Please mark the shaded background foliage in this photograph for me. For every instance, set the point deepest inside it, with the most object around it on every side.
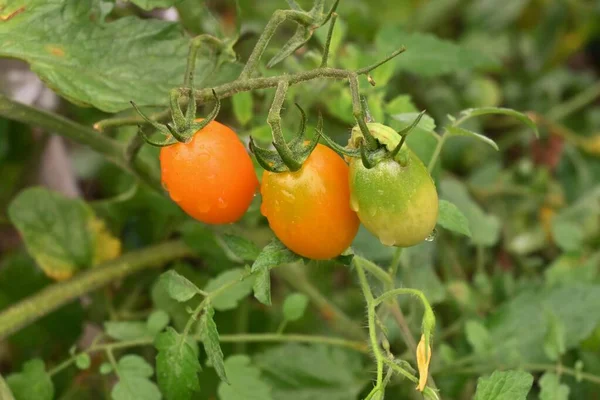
(522, 292)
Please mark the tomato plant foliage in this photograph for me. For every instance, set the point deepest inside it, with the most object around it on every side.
(449, 250)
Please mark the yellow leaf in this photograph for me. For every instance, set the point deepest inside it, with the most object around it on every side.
(423, 359)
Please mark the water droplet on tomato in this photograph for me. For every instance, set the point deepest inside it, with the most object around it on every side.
(431, 236)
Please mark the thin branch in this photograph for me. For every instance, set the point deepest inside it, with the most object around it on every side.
(114, 151)
(54, 296)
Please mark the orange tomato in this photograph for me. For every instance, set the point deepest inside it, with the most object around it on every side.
(309, 210)
(211, 177)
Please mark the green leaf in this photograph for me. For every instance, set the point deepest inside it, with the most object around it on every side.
(428, 55)
(105, 368)
(476, 112)
(456, 131)
(241, 247)
(317, 372)
(210, 339)
(552, 389)
(179, 287)
(504, 385)
(451, 218)
(33, 383)
(301, 36)
(243, 107)
(485, 228)
(177, 366)
(262, 286)
(519, 327)
(62, 234)
(131, 59)
(151, 4)
(229, 299)
(133, 372)
(245, 381)
(83, 361)
(272, 255)
(400, 105)
(126, 330)
(478, 337)
(554, 340)
(157, 321)
(5, 393)
(294, 306)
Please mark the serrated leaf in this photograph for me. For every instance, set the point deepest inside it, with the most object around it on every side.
(451, 218)
(62, 234)
(428, 55)
(504, 385)
(242, 107)
(229, 299)
(132, 58)
(241, 247)
(33, 383)
(245, 381)
(179, 287)
(485, 228)
(126, 330)
(133, 372)
(457, 131)
(177, 366)
(552, 389)
(476, 112)
(316, 372)
(294, 306)
(519, 327)
(157, 321)
(210, 339)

Work instructions:
Starting at the line containing "Please mark the serrated" and ending at the last line, output those lines as a two-column CSV with columns "line" and "answer". Put one row per text line, with its text and its answer each in a single quoted field and line breaks replaced by spaces.

Correct answer:
line,answer
"Please mark the serrated leaf in this photograph for me. For every instance, set the point deepest inside it, with the most object around it on every side.","(451, 218) (62, 234) (428, 55) (504, 385) (242, 107) (229, 299) (132, 58) (241, 247) (33, 383) (245, 381) (179, 287) (485, 228) (126, 330) (133, 372) (457, 131) (177, 366) (552, 389) (476, 112) (316, 372) (294, 306) (519, 327) (157, 321) (210, 339)"